PAGE TEXT.
The Salazar Valley (Zaraitzu Ibarra, Valle de Salazar) is a valley in the east of the Foral Community of Navarre in Spain. It lies within the Merindad of Zangoza-Sangüesa and within that, the Comarca of Roncal-Salazar. The Sierra de Abodi, part of the Western Pyrenees, forms the natural boundary in the north. There is a ski resort in Abodi.

== Etymology ==
The first mention of the name was in documents of the Monastery of Leire, with the denomination of Sarasazo (924). Later Sarasazu (1055), Sarasaz (1111 and 1469), Sarasaitz (1205) especially in texts written in Latin.

Zaraitzu seems to derivate from an older form: Sarasaitzu.

The Castilian official denomination began being used widely in the 17th century probably influenced by the Salazar surname, famous in the Nobility of the Iberian Peninsula. In fact Salazar is not a common surname in Navarre, but it is very common in the west of the Basque Country, which indicates its origins.

PROMPT 1. Could you copy, word for word, the stretch of the Salazar Valley passage from "The Salazar Valley" through "resort in Abodi."?
PROMPT 2. How would you sum up the Salazar Valley passage in two sentences?
PROMPT 3. Can you continue the Salazar Valley passage from the point where it stops?
Nothing in the listing is needed here.

GIVEN INFORMATION.
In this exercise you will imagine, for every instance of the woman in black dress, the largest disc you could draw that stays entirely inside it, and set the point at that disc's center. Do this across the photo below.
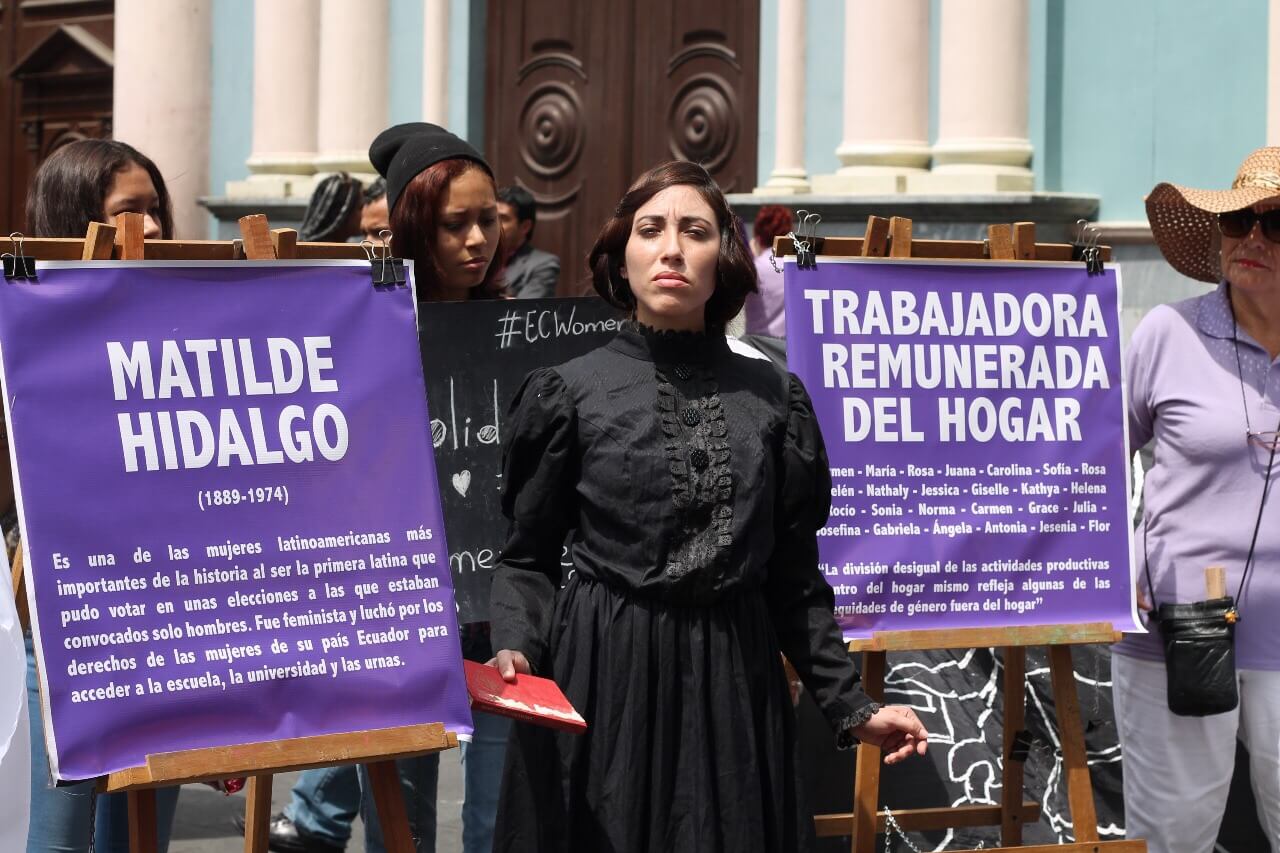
(694, 480)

ANSWER 1.
The Salazar Valley (Zaraitzu Ibarra, Valle de Salazar) is a valley in the east of the Foral Community of Navarre in Spain. It lies within the Merindad of Zangoza-Sangüesa and within that, the Comarca of Roncal-Salazar. The Sierra de Abodi, part of the Western Pyrenees, forms the natural boundary in the north. There is a ski resort in Abodi.

ANSWER 2. The Salazar Valley lies in the east of Navarre, Spain, within the Merindad of Zangoza-Sangüesa and the Comarca of Roncal-Salazar, with the Sierra de Abodi, where there is a ski resort, as its northern boundary. Its name first appears as Sarasazo in 924 documents of the Monastery of Leire, and the Castilian form came into wide use in the 17th century, probably influenced by the Salazar surname famous among the nobility of the Iberian Peninsula.

ANSWER 3.
== Zaraitzu Basque ==
The local Basque language dialect was the Salazarese, although nowadays Spanish among the elder population and Spanish and Euskara Batua between younger generations is spoken. However, the last publications of works about the Basque of Zaraitzu (dictionary, learning method, text collection and oral recordings) and some courses of this dialect in the valley have been addressed to the local population in order to maintain it to some extent.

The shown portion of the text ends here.